A run of records
## start

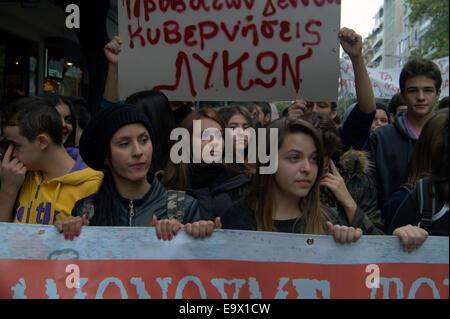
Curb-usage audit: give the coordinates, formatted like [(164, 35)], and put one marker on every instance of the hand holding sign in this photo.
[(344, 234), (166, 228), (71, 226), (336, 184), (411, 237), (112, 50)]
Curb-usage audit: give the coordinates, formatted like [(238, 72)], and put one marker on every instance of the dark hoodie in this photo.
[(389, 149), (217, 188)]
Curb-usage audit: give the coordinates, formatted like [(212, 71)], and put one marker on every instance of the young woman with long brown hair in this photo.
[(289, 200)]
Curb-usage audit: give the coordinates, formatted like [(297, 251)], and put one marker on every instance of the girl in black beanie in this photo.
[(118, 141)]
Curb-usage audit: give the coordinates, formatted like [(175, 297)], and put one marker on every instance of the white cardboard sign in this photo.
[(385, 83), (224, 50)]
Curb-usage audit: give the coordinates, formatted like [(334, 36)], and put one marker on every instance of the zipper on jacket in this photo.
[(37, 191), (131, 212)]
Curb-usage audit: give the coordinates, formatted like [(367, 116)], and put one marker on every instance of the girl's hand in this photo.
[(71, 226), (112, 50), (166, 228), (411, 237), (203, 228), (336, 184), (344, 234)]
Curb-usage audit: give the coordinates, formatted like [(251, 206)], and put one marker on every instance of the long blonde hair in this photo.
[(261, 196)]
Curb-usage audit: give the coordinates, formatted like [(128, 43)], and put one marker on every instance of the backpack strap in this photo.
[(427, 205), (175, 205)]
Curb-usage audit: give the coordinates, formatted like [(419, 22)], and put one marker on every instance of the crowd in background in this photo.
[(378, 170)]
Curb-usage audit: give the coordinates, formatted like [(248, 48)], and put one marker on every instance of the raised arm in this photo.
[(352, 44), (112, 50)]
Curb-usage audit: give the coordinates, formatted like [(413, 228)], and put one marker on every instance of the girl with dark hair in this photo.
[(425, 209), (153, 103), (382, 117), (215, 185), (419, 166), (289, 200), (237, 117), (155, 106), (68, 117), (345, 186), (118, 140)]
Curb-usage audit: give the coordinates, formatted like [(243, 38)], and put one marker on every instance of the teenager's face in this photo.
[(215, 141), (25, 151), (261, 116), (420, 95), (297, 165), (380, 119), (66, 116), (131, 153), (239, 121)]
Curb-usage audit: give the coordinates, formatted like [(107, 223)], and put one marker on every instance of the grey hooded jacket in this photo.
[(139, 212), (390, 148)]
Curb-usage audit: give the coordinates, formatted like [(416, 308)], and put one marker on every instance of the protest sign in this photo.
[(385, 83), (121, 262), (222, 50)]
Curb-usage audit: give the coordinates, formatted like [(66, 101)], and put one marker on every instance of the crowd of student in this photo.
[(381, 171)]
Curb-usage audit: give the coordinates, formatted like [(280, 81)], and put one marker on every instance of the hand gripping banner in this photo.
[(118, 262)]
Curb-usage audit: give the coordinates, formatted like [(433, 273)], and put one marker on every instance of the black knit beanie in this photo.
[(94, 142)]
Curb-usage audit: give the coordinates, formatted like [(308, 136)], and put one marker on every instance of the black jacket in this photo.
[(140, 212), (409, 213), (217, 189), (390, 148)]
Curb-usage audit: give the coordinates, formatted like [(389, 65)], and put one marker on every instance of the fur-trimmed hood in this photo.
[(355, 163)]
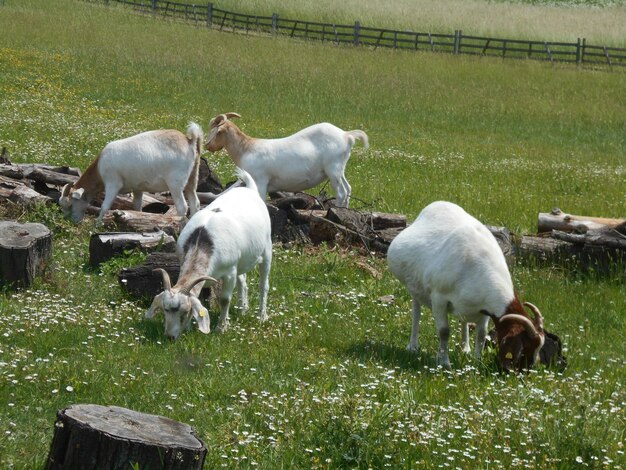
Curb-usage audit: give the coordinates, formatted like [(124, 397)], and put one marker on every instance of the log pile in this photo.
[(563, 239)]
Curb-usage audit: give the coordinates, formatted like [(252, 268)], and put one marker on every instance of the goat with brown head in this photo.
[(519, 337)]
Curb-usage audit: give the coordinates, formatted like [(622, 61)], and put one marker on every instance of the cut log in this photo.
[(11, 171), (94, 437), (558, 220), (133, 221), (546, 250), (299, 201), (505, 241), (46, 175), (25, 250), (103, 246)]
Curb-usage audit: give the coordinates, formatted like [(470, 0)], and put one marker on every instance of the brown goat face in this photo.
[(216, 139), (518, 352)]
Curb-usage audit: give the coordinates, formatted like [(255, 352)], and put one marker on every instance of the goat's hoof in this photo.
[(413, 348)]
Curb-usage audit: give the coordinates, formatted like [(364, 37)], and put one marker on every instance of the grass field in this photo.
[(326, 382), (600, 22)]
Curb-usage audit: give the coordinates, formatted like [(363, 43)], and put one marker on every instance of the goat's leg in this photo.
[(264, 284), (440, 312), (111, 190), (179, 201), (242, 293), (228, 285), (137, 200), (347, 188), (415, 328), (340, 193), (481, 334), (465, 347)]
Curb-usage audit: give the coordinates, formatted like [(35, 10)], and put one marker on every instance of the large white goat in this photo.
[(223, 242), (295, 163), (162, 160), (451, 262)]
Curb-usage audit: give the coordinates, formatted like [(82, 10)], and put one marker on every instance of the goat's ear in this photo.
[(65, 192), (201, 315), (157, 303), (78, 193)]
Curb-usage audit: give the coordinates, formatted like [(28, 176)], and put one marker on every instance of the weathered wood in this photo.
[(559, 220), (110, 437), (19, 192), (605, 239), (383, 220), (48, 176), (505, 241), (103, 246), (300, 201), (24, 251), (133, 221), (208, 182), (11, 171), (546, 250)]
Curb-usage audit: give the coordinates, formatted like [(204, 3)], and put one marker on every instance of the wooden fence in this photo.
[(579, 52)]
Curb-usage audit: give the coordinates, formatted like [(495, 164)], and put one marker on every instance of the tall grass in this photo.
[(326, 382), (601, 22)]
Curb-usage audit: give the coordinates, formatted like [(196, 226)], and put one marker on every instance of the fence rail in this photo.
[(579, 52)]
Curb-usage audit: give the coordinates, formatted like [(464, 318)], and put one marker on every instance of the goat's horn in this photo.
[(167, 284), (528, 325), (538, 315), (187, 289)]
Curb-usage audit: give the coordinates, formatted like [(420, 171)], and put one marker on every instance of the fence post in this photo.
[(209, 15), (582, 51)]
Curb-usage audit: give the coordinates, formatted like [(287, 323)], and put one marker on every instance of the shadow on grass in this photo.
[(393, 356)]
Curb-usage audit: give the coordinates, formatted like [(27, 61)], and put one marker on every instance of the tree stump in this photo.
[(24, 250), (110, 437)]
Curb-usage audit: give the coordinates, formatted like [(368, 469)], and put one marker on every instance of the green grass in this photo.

## end

WHAT IS NEEDED:
Rename "jacket" to "coat" throughout the listing lines from the one containing "brown hair in this photo." through the one containing "[(139, 212), (390, 148)]", inclusive. Write out only those lines again, leaving everything else in them unchanged.

RESPONSE:
Curb-usage audit: give the coordinates, formatted like [(212, 71)], and put one marker on every instance of the young woman with long brown hair in this photo.
[(289, 200)]
Curb-usage audit: give the coordinates, formatted like [(297, 251)], and put one marker on every instance of the girl in black beanie in this photo.
[(118, 141)]
Curb-usage audit: give the coordinates, formatted like [(175, 297)], and put one marker on every instance of the white cardboard sign in this photo.
[(385, 83), (224, 50)]
Curb-usage audit: give the coordinates, formatted like [(334, 36)], and put one marker on every instance of the zipper on coat in this photo.
[(37, 191), (131, 212)]
Curb-usage audit: give the coordinates, formatted like [(367, 116)], and put one marker on every instance of the girl's hand in this photo.
[(71, 226), (112, 50), (166, 228), (411, 237), (203, 228), (336, 184), (344, 234)]
Curb-usage audit: give the coordinates, formatted like [(251, 206)], and put one marker on every instance of the long blonde hair in this photo.
[(261, 196)]
Curb-usage audit: give the coordinates, formatted like [(128, 43)], and put one marker on every instance of the backpack strap in this photo.
[(427, 205), (175, 205)]
Curb-usage audit: give the coordinates, formatted like [(419, 22)], and put one marker on every instance of the crowd in background in this photo.
[(378, 170)]
Curb-usage audit: give the coordinates, formatted like [(248, 48)], and put one marker on every instance of the raised arm in this photo.
[(352, 44), (112, 50)]
Curb-usage audit: give the coordinates, formatted like [(413, 228)], and put one marker on every instance of the girl with dark hair in this photo.
[(425, 209), (153, 103), (382, 117), (215, 185), (419, 166), (289, 200), (237, 117), (155, 106), (68, 117), (345, 186), (118, 140)]
Curb-usage audit: give the coordinates, formatted like [(243, 38)], and put one marker on every instance of the teenager's face in this photo.
[(215, 141), (25, 151), (261, 116), (420, 95), (297, 165), (380, 119), (66, 116), (131, 153), (239, 121)]
Curb-usage audit: give the coordinates, formatted like [(107, 223)], and put one marker on every instance of the grey hooded coat in this photo.
[(139, 212), (390, 148)]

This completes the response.